TASK PROMPT: Write out again only the lines running from the one that contains "tractor hood, given" to the end of the records below, including both the first and the last.

[Data listing]

⟨

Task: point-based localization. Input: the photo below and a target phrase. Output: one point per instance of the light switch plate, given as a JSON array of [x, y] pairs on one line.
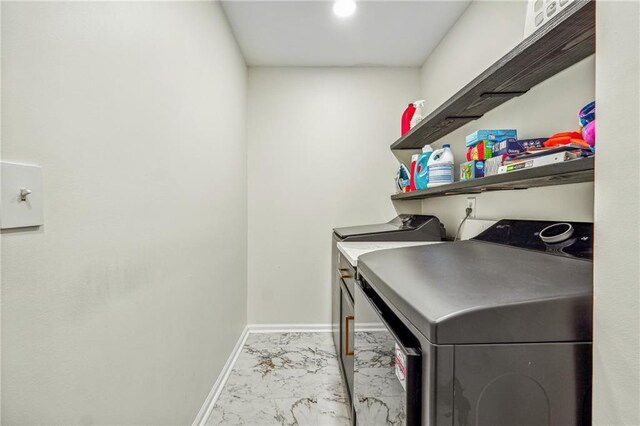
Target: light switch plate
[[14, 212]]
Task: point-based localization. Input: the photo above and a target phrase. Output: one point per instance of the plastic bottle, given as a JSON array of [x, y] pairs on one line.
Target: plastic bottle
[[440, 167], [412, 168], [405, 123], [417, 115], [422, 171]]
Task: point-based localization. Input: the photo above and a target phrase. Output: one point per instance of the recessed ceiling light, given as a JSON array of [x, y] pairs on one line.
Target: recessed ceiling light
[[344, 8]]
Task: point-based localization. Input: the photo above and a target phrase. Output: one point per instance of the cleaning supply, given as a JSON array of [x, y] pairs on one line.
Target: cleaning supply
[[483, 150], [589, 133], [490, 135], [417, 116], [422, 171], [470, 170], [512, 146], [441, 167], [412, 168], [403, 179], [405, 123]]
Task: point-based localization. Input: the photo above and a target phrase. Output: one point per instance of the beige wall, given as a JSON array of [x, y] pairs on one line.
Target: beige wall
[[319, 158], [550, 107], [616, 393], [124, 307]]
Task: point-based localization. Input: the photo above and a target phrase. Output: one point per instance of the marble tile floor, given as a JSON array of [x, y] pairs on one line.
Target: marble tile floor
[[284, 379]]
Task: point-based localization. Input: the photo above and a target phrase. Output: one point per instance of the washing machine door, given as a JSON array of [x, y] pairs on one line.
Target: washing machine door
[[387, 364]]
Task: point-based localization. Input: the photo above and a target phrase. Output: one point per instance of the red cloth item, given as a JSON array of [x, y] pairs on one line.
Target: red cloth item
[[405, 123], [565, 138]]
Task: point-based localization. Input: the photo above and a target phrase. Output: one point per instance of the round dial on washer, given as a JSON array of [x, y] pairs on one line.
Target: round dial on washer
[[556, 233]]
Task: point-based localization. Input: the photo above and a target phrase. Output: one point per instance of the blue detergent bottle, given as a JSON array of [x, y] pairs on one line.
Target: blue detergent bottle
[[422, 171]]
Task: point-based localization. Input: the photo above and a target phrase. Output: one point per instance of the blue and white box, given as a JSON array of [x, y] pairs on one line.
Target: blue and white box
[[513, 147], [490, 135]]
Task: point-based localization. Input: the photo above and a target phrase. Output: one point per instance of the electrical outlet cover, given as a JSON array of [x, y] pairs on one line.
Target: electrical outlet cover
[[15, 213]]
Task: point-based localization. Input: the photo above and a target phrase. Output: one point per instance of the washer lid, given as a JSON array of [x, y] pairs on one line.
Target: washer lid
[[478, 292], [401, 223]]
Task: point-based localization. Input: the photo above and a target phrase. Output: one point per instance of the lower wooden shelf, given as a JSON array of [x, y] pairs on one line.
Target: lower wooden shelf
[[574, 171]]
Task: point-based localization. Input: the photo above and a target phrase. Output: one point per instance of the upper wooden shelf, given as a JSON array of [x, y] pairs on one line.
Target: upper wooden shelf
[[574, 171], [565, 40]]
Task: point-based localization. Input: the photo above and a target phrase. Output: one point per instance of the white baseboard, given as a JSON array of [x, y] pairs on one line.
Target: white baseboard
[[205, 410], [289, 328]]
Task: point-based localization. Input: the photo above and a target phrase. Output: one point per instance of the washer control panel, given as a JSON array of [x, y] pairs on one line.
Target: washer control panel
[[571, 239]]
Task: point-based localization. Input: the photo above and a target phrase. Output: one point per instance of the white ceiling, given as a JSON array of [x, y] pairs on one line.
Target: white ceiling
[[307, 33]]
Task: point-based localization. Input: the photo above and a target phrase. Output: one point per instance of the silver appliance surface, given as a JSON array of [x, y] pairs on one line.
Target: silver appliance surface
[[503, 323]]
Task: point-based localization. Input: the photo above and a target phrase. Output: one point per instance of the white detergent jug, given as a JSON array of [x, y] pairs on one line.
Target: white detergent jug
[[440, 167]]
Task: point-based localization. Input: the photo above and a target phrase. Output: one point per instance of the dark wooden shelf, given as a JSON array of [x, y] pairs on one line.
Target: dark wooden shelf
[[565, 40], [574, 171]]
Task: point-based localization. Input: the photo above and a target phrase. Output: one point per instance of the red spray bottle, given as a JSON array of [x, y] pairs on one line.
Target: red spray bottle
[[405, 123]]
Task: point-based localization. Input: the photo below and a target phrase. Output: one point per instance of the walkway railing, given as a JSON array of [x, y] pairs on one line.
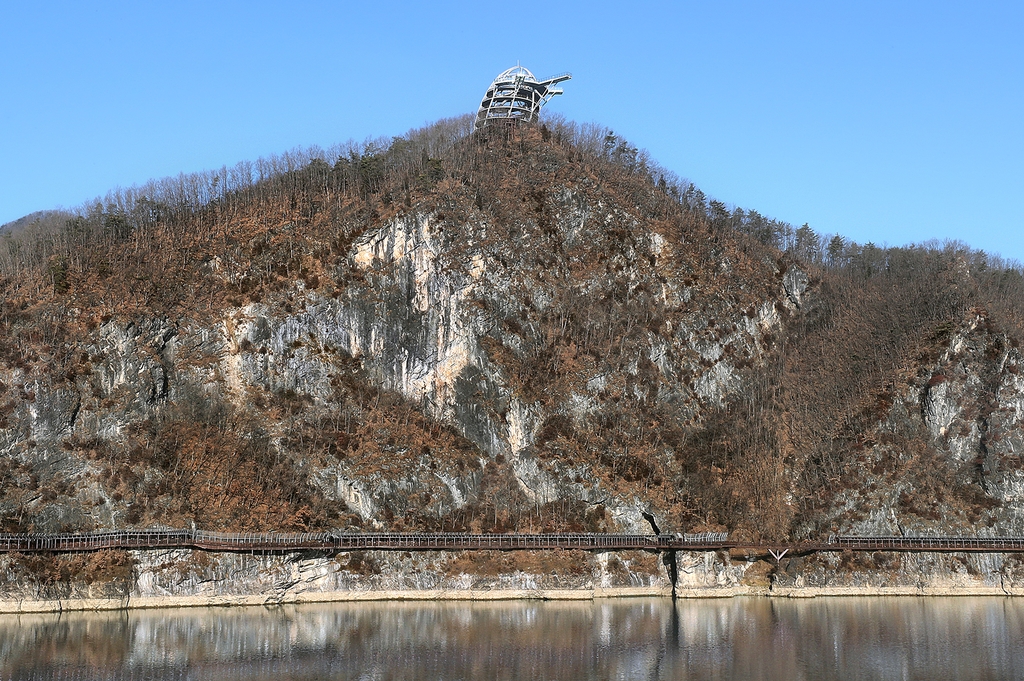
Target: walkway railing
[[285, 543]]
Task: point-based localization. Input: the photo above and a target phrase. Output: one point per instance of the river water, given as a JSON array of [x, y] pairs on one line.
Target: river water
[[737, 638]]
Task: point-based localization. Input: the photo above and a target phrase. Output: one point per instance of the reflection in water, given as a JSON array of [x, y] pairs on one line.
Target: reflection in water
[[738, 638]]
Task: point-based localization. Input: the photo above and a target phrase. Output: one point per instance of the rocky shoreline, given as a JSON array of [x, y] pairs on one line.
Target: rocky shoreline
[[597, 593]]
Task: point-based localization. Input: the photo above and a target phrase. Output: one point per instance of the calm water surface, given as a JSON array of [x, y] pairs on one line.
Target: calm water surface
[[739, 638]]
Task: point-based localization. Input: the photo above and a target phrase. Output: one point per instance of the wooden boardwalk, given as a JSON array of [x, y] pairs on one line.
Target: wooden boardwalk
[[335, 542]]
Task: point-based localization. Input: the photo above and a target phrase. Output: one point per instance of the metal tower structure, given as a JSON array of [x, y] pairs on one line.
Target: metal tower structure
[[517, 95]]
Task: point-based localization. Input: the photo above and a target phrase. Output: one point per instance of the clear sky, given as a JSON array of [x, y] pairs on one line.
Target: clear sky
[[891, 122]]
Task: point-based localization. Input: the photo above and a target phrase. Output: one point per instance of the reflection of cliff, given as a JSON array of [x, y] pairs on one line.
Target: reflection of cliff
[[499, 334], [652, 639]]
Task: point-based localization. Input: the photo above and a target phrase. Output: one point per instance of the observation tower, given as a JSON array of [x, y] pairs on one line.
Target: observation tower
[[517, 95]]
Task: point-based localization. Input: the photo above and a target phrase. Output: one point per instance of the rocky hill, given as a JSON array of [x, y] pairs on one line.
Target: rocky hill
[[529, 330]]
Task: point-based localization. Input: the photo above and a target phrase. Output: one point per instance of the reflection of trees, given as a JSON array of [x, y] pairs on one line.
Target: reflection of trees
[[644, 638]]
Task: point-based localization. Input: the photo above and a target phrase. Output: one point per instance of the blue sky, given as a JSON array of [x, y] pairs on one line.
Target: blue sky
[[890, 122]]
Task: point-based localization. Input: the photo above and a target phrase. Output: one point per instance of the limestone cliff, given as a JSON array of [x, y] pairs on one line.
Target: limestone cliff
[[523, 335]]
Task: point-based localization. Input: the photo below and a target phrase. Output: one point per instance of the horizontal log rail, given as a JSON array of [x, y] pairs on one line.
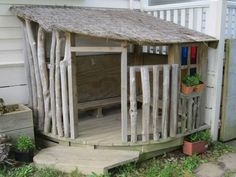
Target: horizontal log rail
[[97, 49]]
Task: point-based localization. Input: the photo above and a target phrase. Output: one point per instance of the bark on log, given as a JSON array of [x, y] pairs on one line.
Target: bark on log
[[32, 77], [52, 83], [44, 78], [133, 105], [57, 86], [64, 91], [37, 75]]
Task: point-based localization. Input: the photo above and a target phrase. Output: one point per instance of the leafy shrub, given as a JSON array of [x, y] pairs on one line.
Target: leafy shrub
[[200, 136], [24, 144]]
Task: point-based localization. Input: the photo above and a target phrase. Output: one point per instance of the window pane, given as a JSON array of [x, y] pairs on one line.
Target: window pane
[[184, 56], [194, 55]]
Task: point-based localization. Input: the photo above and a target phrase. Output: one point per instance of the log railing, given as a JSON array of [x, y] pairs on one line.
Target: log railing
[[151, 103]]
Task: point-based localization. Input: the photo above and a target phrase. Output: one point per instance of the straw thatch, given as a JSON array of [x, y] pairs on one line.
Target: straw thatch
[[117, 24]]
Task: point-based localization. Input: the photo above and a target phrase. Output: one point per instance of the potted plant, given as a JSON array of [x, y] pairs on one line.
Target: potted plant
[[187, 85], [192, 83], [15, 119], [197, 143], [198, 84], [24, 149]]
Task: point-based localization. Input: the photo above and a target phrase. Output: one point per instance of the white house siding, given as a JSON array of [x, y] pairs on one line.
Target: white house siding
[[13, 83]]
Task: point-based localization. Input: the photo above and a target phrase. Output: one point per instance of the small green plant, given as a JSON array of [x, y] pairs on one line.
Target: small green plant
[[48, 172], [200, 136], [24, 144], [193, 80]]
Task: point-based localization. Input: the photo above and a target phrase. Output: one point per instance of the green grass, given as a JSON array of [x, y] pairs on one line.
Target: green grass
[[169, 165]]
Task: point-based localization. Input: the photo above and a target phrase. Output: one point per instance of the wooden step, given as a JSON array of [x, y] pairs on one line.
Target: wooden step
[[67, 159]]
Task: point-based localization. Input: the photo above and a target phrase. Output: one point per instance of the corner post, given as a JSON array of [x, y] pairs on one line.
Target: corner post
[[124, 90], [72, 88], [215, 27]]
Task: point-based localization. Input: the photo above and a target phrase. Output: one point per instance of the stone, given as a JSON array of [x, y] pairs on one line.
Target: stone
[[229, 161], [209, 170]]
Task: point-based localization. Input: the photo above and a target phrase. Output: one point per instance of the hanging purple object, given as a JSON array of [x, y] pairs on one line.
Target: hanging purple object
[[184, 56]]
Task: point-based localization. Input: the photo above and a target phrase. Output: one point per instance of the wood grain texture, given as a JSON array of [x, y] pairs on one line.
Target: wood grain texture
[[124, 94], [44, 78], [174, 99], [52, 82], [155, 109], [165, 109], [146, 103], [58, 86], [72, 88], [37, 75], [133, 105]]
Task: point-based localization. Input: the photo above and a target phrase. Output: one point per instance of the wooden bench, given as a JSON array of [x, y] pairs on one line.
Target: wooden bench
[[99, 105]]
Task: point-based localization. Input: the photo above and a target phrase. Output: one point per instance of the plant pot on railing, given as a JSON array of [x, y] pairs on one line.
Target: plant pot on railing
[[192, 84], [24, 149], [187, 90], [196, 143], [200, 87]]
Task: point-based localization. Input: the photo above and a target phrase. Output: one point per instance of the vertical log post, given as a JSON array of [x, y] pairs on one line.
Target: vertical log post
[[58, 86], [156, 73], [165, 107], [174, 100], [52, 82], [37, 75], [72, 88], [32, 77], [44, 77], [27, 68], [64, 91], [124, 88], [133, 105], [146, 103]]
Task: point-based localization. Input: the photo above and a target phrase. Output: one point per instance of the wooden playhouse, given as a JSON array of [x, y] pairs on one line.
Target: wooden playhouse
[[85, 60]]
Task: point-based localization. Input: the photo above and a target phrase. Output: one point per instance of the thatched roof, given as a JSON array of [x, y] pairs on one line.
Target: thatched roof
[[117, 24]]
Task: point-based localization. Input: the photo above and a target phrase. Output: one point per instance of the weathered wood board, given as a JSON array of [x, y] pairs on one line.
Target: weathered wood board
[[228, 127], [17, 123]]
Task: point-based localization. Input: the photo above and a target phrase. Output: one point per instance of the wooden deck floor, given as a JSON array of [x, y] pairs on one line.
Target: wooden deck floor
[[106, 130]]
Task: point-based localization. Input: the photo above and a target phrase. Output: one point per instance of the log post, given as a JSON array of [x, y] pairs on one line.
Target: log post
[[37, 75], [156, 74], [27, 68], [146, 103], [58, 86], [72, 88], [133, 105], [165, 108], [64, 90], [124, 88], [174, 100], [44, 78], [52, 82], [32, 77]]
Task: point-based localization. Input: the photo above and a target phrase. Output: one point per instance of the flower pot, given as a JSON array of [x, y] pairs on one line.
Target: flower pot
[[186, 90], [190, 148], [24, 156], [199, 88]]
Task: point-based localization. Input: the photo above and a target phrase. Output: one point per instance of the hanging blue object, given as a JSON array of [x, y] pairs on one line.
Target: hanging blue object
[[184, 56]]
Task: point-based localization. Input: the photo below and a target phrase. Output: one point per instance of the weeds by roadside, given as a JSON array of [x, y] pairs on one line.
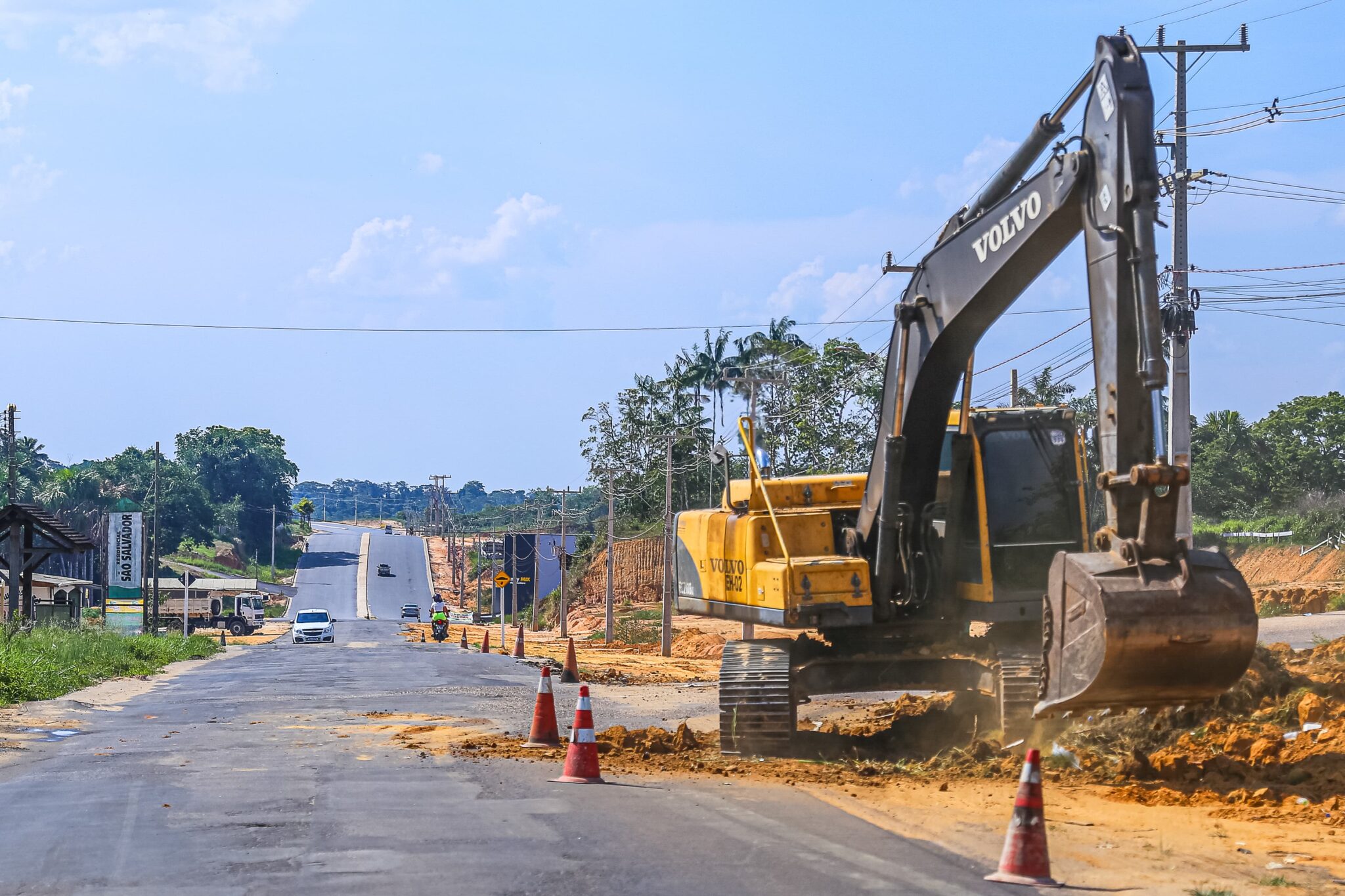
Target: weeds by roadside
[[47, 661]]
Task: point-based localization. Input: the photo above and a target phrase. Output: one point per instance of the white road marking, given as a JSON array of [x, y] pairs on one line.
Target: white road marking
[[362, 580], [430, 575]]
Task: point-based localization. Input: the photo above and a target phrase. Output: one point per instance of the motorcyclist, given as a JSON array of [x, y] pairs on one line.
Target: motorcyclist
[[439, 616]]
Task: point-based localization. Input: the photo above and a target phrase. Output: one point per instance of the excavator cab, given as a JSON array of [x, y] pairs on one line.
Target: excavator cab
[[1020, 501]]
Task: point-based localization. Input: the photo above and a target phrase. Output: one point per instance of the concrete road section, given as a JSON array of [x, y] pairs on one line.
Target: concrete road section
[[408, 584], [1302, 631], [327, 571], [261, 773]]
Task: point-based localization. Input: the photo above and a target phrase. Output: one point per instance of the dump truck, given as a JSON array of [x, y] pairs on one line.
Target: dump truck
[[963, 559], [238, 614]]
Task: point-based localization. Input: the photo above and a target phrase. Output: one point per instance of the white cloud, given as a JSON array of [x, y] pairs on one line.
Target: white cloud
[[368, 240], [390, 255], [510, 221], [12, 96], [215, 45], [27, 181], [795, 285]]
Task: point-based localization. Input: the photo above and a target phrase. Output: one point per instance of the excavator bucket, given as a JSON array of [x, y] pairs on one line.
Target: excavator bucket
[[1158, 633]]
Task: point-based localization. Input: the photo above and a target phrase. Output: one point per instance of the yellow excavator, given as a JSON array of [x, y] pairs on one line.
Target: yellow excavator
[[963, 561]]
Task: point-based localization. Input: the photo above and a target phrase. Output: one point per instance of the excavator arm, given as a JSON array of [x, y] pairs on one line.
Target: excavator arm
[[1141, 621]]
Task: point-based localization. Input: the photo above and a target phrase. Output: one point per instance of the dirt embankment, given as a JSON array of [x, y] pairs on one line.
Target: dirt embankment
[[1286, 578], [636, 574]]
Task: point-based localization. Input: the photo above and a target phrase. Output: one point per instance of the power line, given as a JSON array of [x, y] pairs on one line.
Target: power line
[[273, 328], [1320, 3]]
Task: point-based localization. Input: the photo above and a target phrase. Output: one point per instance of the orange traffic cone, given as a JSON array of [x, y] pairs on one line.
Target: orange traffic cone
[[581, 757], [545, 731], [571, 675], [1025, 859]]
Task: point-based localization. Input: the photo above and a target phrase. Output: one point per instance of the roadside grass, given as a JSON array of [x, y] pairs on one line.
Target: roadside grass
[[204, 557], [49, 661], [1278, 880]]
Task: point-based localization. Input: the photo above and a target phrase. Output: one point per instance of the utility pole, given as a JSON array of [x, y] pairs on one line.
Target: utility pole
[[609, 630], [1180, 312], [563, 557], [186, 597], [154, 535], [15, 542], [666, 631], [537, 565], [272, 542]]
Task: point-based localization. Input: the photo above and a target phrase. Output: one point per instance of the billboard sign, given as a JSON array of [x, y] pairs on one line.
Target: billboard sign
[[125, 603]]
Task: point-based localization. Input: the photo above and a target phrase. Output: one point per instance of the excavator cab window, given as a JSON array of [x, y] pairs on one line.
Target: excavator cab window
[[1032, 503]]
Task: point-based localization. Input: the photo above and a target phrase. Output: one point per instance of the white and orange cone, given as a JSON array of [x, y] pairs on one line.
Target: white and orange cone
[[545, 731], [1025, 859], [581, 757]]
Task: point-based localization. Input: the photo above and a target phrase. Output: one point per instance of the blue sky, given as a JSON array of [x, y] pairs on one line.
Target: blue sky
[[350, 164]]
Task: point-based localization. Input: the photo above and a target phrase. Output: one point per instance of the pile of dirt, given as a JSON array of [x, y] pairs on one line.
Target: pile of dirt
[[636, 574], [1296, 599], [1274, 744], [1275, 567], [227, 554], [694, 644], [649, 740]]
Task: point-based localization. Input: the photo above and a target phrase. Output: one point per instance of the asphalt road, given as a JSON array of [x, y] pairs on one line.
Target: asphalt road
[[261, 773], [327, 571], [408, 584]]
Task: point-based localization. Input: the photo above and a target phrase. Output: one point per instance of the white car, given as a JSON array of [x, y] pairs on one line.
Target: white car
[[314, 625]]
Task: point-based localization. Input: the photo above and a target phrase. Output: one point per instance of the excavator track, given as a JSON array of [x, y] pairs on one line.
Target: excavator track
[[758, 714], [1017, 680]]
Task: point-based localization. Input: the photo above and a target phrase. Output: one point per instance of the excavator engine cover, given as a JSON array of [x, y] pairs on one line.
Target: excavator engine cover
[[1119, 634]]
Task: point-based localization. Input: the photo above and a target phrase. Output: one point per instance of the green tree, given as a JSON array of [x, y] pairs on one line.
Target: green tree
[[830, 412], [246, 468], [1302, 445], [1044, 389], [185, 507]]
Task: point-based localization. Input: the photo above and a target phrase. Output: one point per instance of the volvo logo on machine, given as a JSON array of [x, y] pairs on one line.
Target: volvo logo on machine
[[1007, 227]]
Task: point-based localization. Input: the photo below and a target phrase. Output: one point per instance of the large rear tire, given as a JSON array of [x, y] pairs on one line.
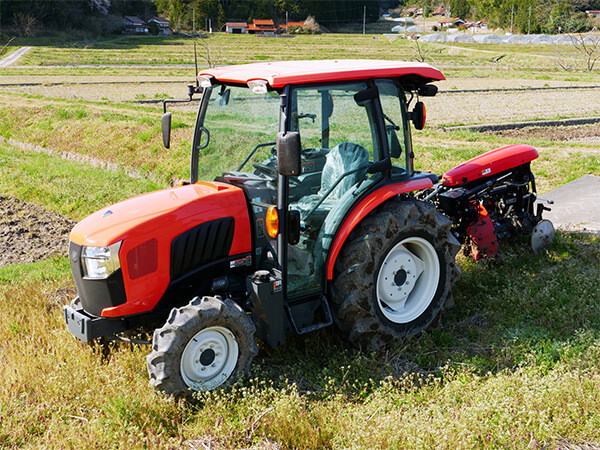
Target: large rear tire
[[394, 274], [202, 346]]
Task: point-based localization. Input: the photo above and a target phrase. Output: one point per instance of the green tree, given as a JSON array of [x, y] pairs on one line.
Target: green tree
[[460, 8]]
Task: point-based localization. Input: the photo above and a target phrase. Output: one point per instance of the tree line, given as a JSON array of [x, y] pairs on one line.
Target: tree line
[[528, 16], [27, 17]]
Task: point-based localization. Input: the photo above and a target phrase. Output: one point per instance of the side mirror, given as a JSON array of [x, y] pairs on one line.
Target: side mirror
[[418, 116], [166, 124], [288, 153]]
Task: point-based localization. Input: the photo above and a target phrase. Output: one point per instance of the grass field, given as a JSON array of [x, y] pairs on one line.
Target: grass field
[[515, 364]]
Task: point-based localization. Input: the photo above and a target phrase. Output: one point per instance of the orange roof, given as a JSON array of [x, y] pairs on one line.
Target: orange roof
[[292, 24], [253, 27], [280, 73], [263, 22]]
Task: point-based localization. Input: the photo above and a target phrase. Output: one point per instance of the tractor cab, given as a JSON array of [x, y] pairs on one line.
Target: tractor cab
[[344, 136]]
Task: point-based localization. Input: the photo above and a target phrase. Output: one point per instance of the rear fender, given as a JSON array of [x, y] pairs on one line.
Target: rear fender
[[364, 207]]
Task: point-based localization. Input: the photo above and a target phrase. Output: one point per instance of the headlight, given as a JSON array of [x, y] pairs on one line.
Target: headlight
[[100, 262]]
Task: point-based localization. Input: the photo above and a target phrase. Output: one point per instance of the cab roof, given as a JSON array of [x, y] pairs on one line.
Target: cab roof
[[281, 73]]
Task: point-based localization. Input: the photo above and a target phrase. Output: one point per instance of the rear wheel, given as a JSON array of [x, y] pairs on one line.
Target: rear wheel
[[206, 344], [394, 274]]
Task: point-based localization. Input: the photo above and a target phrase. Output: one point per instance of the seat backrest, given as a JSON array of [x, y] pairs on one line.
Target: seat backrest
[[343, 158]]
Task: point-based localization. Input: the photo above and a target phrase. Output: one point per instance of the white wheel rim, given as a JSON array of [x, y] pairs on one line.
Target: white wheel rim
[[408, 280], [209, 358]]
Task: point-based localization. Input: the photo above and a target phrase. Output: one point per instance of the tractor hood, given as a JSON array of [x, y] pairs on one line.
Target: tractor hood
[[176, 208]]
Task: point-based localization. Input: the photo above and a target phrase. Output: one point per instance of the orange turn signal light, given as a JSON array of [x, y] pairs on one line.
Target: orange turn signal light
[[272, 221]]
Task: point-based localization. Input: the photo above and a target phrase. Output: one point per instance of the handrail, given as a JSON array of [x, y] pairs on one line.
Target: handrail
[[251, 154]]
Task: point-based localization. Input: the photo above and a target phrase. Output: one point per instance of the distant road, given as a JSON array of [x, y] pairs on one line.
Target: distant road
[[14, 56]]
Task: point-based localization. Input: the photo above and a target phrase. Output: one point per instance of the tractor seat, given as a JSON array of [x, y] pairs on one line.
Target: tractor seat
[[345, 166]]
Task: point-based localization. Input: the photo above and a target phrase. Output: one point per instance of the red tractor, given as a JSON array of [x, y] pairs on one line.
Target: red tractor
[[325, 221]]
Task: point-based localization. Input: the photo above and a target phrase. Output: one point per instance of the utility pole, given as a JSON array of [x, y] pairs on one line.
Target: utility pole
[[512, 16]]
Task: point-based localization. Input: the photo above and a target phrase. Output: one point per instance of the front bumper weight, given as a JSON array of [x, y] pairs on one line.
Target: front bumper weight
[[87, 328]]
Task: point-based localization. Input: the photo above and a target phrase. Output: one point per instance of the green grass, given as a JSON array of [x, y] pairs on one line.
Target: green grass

⟩

SOLVED EXERCISE:
Task: point-based localization. Input: the photo above and a target phrase. Output: one point per instance of the tractor hood, given as a JSON array of [x, y] pairs on one line.
Target: tractor hood
[[176, 208]]
Task: point-based localization. Input: the photo above and a target phrase. Output: one point per instance of the orange turn signal light, given as a JSON array of [x, y] pairs on one line.
Target: orange turn signal light
[[272, 221]]
Task: point-based localization. Input: the photo above and a target phrase. Output: one point per instance of the handrail, given as a JSON array of [x, y] pairs on one line.
Target: handrail
[[251, 154]]
Task: point-based localization. Input: the photo above and a target phrase. Output: one point per instance of the distant road, given as a JSON array of [x, y] pairs on one line.
Target: distant road
[[14, 56]]
Task: point-based localization. Input: the photo above and a target phrase. Output: one point per instance of the tractor seat, given as a JSON array of [x, y] pairs on one line.
Target: tractor seat
[[345, 166]]
Task: point-based localization. Input: the photo above and a target phrase. Output: one point per instance of the red tractor, given as a JSON array of [x, y] pairs on one line.
Target: red tractor
[[325, 221]]
Task: point-based localization. Input: the photo above and a target phrase. Output: one point per instance of the utility pole, given as a JSON array of [x, y] pairs on one line.
Target: utility pole
[[512, 16]]
Task: point-based localization. Input: the photo above and a target phrase. Output: one point per instance of the front bumper weight, given as a JSON array of [x, y] pairs on one line.
Target: front bumper weight
[[87, 328]]
Task: point-based localization. Input: the photo above and a target phrase. Output: one point per instance of the green grass, given as a JSON array of [x, y] pairs on one line.
Target: green grass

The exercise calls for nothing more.